> Set problem: From the dependency parsing lab page below, set down word for word the part that opens with the words "## Parsing the" and closes with "compatible with scikit-learn.".

> Passage shown:
* begin *

# Lab 6 - Dependency parsing using machine learning techniques
Laboration 6 in EDAN20 @ LTH - http://cs.lth.se/edan20/coursework/assignment-6/

Author: Jonatan Kronander

## Objectives
The objectives of this assignment are to:
* Extract feature vectors and train a classifier
* Write a statistical dependency parser
* Understand how to design parameter sets
* Write a short report on your results

## Parsing the corpus
Code from lab 5

In [1]:
def extract(stack, queue, graph, feature_names, sentence):
    """
    Extract the features from one sentence returns the features in a dictionary 
    format compatible with scikit-learn. 
    In total, the feature sets will then have six, respectively ten and 14, parameters.
    """
    features = list()
    
    for feature in feature_names:
        # ORDER: stack0_POS, stack1_POS, stack0_word, stack1_word, queue0_POS, queue1_POS, 
        # queue0_word, queue1_word, can-re, can-la
        if feature == "pos_stack_0":
            if stack:
                features.append(stack[0]["postag"])
            else:
                features.append("nil")
        if feature == "pos_stack_1":
            if len(stack)>1:
                features.append(stack[1]["postag"])
            else:
                features.append("nil")
        if feature == "word_stack_0":
            if stack:
                features.append(stack[0]["form"])

* end *

> Supplied data:
* begin *

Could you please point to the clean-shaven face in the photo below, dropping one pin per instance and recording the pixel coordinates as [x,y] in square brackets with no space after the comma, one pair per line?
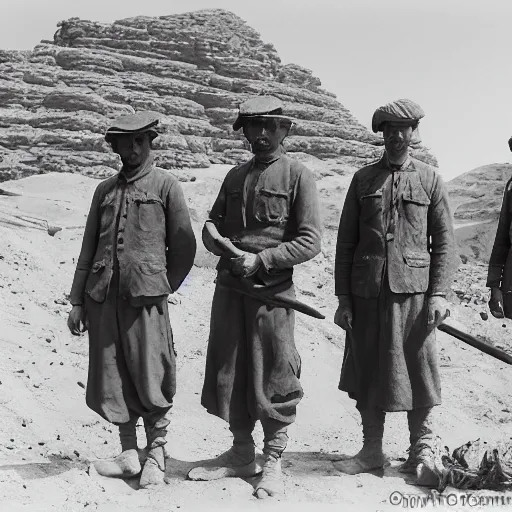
[397,137]
[265,133]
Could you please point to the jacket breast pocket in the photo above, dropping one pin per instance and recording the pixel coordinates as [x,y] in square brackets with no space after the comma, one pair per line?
[107,213]
[272,206]
[415,203]
[97,281]
[371,205]
[233,203]
[150,211]
[146,279]
[417,259]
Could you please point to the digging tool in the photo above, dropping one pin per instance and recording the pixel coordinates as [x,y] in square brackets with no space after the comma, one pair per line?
[273,296]
[476,343]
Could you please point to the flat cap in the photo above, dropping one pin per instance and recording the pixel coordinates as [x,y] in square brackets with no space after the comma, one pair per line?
[397,111]
[139,122]
[260,106]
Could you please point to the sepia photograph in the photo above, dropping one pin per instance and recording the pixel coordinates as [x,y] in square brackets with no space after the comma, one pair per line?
[255,255]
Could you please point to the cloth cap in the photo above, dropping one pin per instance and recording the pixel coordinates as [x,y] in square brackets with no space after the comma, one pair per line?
[139,122]
[260,106]
[400,110]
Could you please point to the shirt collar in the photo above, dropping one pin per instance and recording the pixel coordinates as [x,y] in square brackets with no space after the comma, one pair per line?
[395,167]
[144,168]
[269,159]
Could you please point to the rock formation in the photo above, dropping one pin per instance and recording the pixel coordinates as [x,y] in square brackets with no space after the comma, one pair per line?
[476,198]
[194,69]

* end *

> Solved exercise:
## Parsing the corpus
Code from lab 5

In [1]:
def extract(stack, queue, graph, feature_names, sentence):
    """
    Extract the features from one sentence returns the features in a dictionary 
    format compatible with scikit-learn.